───── Materials provided ─────

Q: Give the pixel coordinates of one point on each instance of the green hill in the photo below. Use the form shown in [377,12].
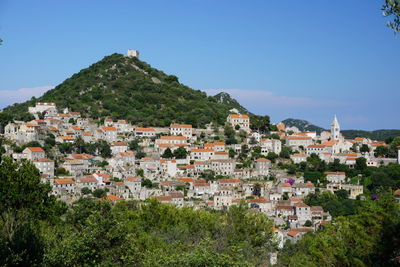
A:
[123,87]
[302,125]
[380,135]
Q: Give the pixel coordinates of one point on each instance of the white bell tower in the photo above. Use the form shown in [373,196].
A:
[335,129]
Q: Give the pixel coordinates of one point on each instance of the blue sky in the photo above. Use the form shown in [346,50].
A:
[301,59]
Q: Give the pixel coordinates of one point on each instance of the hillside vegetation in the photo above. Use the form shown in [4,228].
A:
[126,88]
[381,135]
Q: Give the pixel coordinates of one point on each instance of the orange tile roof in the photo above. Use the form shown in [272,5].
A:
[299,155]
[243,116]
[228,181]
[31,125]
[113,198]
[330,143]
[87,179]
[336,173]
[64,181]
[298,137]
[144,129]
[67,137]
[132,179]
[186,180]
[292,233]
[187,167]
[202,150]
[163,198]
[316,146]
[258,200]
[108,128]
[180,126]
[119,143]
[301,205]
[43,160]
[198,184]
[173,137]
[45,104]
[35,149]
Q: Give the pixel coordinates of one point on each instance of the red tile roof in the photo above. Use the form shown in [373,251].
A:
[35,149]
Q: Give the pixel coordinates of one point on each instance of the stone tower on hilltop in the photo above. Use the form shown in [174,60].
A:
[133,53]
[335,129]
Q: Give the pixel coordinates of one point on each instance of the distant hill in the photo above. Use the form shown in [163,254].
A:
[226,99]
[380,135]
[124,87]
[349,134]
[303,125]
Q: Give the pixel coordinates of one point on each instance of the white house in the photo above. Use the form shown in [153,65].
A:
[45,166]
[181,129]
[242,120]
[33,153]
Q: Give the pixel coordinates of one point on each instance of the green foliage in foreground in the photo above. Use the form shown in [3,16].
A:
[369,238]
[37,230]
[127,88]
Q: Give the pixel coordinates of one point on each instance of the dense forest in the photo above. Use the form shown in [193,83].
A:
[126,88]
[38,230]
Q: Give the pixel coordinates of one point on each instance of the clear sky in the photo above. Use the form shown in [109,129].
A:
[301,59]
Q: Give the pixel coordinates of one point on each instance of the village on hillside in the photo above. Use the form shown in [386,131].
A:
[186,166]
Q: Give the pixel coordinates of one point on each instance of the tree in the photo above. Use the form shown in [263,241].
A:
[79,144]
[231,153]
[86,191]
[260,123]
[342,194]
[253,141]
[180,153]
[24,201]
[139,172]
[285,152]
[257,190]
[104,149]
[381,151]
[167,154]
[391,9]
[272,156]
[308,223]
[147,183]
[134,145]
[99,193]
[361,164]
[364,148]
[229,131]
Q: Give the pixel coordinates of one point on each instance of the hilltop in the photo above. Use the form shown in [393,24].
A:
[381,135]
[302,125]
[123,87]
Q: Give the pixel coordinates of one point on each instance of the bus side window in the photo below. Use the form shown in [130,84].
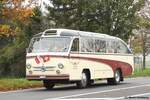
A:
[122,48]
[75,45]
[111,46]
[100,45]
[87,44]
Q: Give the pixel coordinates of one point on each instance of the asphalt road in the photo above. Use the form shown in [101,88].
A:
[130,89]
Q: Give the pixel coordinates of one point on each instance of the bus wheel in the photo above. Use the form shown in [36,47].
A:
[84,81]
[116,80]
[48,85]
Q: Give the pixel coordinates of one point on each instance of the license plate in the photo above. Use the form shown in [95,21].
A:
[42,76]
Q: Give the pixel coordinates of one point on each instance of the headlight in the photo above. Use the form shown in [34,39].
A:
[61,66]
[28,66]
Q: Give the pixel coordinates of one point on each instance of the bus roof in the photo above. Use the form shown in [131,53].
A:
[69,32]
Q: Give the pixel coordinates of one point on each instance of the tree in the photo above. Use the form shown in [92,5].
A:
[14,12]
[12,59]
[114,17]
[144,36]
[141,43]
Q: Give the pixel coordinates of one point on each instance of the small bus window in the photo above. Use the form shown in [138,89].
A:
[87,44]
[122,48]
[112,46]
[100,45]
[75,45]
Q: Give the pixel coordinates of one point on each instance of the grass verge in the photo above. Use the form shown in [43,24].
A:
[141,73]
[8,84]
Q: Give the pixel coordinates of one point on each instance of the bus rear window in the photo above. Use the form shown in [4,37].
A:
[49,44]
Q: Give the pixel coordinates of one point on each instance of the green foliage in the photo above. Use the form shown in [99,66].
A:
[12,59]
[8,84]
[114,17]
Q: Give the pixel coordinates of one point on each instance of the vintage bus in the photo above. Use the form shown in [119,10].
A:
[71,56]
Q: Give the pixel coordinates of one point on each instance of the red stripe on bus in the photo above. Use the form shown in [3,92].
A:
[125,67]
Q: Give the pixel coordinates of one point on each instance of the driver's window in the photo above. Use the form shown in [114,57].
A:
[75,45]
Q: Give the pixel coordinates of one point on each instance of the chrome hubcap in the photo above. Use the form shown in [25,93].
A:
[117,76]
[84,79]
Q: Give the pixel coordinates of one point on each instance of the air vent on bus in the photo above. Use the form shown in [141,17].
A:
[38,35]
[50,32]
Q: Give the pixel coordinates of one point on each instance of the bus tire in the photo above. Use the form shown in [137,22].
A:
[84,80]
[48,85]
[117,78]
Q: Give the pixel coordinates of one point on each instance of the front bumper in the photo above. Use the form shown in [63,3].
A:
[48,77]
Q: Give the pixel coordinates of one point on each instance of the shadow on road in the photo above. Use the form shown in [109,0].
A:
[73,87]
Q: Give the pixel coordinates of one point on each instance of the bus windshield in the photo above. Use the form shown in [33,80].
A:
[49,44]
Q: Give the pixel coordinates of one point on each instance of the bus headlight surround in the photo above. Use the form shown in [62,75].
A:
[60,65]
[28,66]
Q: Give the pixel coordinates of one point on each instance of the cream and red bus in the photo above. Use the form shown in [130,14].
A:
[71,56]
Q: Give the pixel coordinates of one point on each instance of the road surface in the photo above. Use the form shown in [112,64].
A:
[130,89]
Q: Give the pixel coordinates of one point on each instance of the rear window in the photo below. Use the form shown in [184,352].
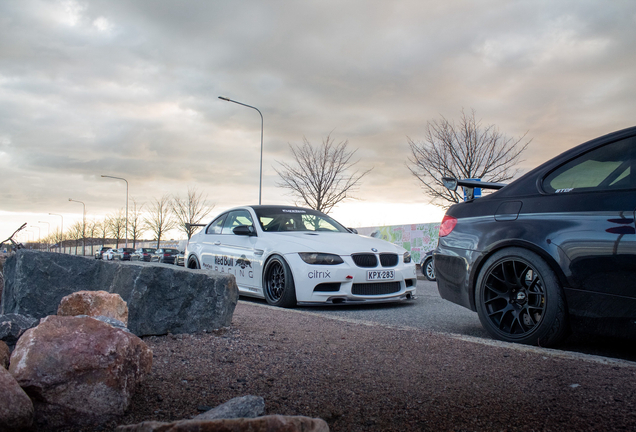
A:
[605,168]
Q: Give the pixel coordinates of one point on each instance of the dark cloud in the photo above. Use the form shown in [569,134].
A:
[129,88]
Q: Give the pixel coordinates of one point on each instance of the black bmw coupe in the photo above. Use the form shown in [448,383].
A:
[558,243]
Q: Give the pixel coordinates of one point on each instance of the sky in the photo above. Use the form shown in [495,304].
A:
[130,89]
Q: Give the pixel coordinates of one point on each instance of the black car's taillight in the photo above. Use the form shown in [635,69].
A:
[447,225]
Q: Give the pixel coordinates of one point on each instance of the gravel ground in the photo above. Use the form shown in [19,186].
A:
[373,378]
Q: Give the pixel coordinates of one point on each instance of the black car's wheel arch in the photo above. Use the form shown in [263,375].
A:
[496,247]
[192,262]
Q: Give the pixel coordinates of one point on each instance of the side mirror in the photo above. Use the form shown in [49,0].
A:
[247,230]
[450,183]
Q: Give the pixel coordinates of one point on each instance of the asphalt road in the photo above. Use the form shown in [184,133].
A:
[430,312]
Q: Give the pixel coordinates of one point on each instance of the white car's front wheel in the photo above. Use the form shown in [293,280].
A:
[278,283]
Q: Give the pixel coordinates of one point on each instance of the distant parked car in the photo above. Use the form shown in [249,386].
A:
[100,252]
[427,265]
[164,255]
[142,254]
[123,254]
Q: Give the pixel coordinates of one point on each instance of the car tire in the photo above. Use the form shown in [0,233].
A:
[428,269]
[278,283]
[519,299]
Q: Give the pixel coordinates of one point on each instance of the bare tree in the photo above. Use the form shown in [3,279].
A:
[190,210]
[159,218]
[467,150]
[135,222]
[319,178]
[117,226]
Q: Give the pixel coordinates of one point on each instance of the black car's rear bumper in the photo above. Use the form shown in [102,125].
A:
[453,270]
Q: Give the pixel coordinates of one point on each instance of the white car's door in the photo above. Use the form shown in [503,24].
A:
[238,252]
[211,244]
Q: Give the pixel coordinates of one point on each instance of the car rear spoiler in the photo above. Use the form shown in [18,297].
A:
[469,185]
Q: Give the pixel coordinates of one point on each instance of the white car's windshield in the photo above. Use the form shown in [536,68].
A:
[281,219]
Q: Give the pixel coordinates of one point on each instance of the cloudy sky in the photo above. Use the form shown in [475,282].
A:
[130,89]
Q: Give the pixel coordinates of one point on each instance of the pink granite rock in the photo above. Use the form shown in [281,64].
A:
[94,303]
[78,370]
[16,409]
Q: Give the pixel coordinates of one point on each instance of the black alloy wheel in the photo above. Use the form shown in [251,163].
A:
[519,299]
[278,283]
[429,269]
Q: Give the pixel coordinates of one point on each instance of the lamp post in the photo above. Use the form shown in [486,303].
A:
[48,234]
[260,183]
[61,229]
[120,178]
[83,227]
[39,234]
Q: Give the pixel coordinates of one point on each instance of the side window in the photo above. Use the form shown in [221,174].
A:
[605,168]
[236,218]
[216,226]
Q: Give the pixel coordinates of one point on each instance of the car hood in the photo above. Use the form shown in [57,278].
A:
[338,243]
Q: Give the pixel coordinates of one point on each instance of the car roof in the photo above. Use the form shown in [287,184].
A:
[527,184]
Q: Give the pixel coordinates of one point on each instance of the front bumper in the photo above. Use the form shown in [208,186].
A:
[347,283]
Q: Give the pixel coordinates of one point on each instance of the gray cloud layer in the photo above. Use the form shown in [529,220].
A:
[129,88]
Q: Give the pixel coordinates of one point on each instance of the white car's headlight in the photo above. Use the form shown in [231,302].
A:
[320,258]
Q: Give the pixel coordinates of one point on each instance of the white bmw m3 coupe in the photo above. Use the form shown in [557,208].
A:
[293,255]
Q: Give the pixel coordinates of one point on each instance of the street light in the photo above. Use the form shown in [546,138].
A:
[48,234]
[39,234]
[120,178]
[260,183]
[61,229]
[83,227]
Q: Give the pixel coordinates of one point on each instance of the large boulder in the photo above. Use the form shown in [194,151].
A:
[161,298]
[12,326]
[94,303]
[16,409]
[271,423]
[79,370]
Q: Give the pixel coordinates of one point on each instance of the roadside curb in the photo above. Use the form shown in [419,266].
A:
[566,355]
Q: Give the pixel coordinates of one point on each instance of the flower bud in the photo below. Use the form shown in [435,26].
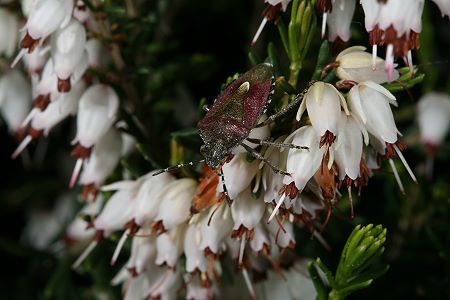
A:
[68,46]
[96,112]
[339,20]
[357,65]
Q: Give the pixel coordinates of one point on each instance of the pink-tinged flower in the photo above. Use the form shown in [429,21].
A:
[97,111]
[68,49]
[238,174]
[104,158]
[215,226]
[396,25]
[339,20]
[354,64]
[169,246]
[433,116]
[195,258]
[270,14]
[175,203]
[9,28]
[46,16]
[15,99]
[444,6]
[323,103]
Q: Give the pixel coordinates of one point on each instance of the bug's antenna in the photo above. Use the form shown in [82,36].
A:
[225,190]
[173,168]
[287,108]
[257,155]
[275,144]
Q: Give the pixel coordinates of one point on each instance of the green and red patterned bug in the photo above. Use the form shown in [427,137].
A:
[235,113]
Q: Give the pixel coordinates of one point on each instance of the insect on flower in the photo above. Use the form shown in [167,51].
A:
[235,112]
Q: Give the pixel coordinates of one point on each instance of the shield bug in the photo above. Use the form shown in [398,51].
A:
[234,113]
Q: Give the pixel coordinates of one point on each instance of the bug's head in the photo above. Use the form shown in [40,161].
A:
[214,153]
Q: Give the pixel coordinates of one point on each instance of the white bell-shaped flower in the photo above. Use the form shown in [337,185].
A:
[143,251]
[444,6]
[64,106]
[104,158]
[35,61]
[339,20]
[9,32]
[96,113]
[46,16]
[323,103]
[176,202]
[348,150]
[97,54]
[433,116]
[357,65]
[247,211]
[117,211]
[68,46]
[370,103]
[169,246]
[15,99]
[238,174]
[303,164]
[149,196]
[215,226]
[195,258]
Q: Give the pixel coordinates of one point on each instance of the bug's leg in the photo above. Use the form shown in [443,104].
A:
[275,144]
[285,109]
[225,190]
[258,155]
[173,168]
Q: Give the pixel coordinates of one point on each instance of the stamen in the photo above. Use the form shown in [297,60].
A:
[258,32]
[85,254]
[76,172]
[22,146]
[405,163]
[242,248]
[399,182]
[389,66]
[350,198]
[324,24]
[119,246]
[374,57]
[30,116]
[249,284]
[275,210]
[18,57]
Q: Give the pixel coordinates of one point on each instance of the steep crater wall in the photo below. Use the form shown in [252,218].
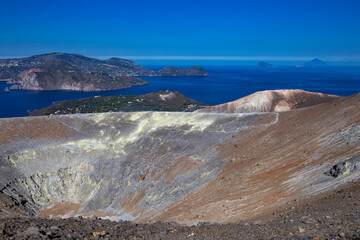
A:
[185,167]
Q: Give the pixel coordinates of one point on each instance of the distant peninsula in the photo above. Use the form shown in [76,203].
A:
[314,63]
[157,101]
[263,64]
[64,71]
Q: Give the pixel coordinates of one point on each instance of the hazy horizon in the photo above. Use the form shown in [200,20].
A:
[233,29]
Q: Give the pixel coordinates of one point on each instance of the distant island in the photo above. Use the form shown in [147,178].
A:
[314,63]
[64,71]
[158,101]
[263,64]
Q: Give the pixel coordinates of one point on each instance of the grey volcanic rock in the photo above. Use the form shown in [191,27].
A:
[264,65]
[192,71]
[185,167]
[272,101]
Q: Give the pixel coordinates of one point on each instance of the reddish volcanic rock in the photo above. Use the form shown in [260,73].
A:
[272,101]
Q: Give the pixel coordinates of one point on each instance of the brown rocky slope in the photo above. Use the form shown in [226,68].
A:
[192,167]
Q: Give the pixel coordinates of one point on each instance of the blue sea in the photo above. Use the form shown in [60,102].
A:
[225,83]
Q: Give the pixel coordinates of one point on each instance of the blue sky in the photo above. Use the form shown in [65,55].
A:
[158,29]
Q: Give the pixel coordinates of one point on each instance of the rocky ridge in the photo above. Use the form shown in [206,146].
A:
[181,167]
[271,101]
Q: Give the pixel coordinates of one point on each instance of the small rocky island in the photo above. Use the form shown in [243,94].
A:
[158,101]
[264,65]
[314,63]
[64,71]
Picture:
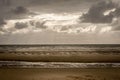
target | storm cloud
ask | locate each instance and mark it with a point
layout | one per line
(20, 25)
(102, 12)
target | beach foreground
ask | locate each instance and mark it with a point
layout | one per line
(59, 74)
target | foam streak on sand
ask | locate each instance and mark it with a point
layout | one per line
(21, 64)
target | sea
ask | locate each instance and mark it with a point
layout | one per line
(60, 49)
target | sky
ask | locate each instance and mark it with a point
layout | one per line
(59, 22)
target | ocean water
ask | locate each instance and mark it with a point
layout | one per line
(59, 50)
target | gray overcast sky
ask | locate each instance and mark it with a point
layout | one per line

─────

Only the lines above from the one with "shown in [475,282]." through the one with "shown in [281,64]." should be duplicated, character for character.

Q: Give the pixel coordinates of one point on each instance of the cloudy sky in the photo above. Use the form shown in [475,282].
A:
[130,89]
Q: Give the pixel coordinates of one point on each instance of the pink granite rock in the photo above. Use the form shown in [281,64].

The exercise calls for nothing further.